Coordinate labeling data
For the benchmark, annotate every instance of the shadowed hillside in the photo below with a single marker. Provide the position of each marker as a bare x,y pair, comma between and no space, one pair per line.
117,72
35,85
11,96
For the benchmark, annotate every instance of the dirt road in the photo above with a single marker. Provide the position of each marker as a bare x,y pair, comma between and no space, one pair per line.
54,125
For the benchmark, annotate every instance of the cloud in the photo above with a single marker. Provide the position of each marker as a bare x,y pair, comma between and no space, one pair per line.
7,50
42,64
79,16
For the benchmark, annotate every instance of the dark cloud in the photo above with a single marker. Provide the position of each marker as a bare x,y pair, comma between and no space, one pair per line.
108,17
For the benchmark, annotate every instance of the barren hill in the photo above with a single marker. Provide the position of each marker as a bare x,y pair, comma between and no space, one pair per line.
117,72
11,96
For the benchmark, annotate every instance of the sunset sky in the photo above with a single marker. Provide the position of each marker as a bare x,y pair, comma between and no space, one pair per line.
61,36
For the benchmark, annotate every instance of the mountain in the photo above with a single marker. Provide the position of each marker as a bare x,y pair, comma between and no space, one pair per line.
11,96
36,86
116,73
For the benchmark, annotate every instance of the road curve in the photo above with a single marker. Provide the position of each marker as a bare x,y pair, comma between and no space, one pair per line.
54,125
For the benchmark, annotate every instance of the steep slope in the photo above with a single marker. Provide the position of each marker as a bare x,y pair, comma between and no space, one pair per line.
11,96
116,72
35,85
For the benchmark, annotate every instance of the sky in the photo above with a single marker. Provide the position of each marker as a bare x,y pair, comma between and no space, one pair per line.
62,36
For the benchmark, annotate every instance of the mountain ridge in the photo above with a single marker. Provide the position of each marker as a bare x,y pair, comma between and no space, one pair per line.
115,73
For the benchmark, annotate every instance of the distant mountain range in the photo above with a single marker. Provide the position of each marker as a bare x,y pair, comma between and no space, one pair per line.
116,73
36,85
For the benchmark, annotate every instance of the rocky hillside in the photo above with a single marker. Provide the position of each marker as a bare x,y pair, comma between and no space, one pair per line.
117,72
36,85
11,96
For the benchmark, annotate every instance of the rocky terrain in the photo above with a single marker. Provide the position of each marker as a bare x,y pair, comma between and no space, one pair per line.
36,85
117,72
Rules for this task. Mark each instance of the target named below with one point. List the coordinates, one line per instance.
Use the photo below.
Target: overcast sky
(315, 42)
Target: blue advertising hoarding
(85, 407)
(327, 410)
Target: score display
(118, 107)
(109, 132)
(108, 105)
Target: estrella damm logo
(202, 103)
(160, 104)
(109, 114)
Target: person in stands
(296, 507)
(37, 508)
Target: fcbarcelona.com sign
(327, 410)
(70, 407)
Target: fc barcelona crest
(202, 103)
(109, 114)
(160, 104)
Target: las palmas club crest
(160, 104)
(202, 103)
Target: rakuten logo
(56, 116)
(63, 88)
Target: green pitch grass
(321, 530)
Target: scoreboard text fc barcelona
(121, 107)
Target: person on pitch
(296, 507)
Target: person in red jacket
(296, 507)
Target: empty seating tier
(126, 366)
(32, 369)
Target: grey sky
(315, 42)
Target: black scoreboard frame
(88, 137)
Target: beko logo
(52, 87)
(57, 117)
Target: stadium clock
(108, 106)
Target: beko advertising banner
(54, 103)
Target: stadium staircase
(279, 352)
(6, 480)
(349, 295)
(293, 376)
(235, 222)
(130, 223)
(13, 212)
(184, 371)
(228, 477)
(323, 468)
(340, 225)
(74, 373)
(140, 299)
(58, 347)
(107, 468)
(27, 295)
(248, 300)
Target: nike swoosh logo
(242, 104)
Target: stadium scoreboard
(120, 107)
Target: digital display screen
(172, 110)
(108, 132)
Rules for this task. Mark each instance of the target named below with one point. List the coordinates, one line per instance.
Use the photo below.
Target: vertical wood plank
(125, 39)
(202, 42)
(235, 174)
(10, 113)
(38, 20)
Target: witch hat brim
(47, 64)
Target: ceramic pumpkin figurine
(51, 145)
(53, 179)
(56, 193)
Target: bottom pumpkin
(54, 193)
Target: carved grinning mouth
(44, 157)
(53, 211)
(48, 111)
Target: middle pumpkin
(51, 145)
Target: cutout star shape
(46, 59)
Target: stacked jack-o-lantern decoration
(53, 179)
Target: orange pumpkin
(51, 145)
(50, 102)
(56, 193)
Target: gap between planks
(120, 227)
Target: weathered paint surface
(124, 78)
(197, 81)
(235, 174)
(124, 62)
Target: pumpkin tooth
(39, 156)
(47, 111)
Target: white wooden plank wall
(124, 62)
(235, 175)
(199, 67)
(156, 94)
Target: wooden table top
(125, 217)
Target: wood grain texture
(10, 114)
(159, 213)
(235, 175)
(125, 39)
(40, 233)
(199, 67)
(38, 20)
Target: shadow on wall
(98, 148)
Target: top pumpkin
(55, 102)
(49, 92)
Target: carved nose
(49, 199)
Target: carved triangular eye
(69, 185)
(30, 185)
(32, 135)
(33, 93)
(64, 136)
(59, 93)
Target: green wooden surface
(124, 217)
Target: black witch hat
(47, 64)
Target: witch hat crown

* **Required work**
Revise the material so that each "benchmark" becomes "evaluation set", leaving everything else unchanged.

* **Expected output**
For the evaluation set, annotate every instance of the shadowed hillside in the photo below with a single marker. Provide the position of each marker as a bare x,y pair, comma between and no space, one pair per line.
117,72
35,85
11,96
For the evaluation set, annotate every instance of the dirt road in the photo above with a single marker. Provide the position of each marker as a bare x,y pair, comma between and no space, one pair per line.
54,125
For the evaluation set, annotate every instance of the cloud in the photo above with a single marker. Provide the position of each marker as a bare x,y pair, comma between and no space, one pair per line.
7,50
42,64
79,16
For the evaluation set, annotate every instance of the dark cloud in the photo above with a single marker. Provide the position of each marker as a bare x,y pair, comma between and no space, one pair per line.
108,17
For the evaluation set, annotate every instance of the barren hill in the photo above with a single marker. Provide the position of each marker as a bare x,y pair, comma between and no space, one pair per line.
117,72
11,96
For the evaluation set, annotate every instance of the sunset sky in the photo above with a single marker. Provide the position of each marker as a bare x,y pair, comma between and no space, one pair per line.
61,36
For the evaluation set, annotate every instance of the mountain in the photo above with a single marker. Provide the position of each marker as a bare x,y pair, comma between and no space, one pair per line.
11,96
36,86
116,73
For the evaluation set, annotate every instance of the road curve in the photo above with a single marker. Provide the position of each marker as a bare x,y pair, comma between and no space, one pair per line.
54,125
For the evaluation set, annotate every instance of the steep slope in the photo above with a single marker. Provide the position of each marker as a bare x,y pair, comma between and no space, one pair per line.
11,96
116,72
35,85
For the evaluation set, annotate every instance of the sky in the photo above with a single marker. Provide the position of each marker as a bare x,y pair, comma between and no space, one pair per line.
62,36
For the evaluation set, annotate every instance of the mountain ridge in the photo above with a single marker. Provide the position of each marker as a bare x,y pair, comma between and no space, one pair per line.
115,73
For the evaluation set, annotate every instance of the distant mountain range in the photo above with a single marker. Provide the position of each marker as a bare x,y pair, comma between and no space, one pair per line.
116,73
36,85
For the evaluation set, annotate every instance of the rocky hillside in the photo above with a single marker. Provide the position of each marker as a bare x,y pair, comma between and no space, one pair per line.
117,72
36,85
11,96
For the evaluation set, annotate every instance of the rocky terrain in the photo above with a single marker. Provide the position of each marker as a bare x,y pair, comma between and no space, one pair per line.
36,85
117,72
Rules for this task. Mark each instance of the target named below with one point. List the coordinates, one line per instance.
Use the photo below.
Target: overcast sky
(315, 42)
Target: blue advertising hoarding
(85, 407)
(327, 410)
Target: score display
(118, 107)
(109, 132)
(108, 105)
Target: estrella damm logo
(202, 103)
(160, 104)
(109, 114)
Target: person in stands
(296, 507)
(37, 508)
Target: fcbarcelona.com sign
(327, 410)
(70, 407)
Target: fc barcelona crest
(202, 103)
(109, 114)
(160, 104)
Target: las palmas club crest
(160, 104)
(202, 103)
Target: rakuten logo
(56, 116)
(63, 88)
Target: green pitch grass
(321, 530)
Target: scoreboard text fc barcelona
(121, 107)
Target: person on pitch
(296, 507)
Target: person in red jacket
(296, 507)
Target: empty seating tier
(126, 366)
(32, 369)
Target: grey sky
(315, 42)
Target: black scoreboard frame
(88, 137)
Target: beko logo
(52, 87)
(57, 117)
Target: stadium clock
(108, 106)
Target: beko advertising banner
(54, 103)
Target: stadium staircase
(279, 352)
(6, 480)
(349, 295)
(293, 376)
(235, 222)
(130, 223)
(13, 212)
(184, 371)
(228, 477)
(323, 468)
(340, 225)
(74, 373)
(140, 299)
(58, 347)
(107, 468)
(27, 295)
(248, 300)
Target: nike swoosh logo
(242, 104)
Target: stadium scoreboard
(120, 107)
Target: digital display screen
(172, 110)
(108, 132)
Rules for this task. Mark each instance of the target named below with one point. List the coordinates, one line per instance.
Use the photo below.
Target: vertical wood plank
(125, 39)
(202, 42)
(235, 174)
(10, 113)
(38, 20)
Target: witch hat brim
(47, 64)
Target: ceramic pumpkin figurine
(51, 145)
(53, 179)
(56, 193)
Target: bottom pumpkin
(54, 193)
Target: carved grinning mouth
(44, 157)
(53, 211)
(48, 111)
Target: middle pumpkin
(51, 145)
Target: cutout star shape
(46, 59)
Target: stacked jack-o-lantern decoration
(53, 179)
Target: orange pumpkin
(51, 145)
(50, 102)
(56, 193)
Target: gap between planks
(120, 227)
Target: weathered paint surface
(124, 78)
(197, 81)
(235, 174)
(124, 62)
Target: pumpkin tooth
(39, 156)
(47, 111)
Target: white wooden plank wall
(124, 62)
(235, 175)
(199, 67)
(156, 94)
Target: wooden table top
(125, 217)
Target: wood grain texture
(10, 114)
(159, 213)
(235, 175)
(125, 39)
(40, 233)
(199, 67)
(38, 20)
Target: shadow on wall
(98, 148)
Target: top pumpkin
(55, 102)
(49, 92)
Target: carved nose
(49, 199)
Target: carved triangular eye
(69, 185)
(30, 185)
(32, 135)
(33, 93)
(64, 136)
(59, 93)
Target: green wooden surface
(124, 217)
Target: black witch hat
(47, 64)
Target: witch hat crown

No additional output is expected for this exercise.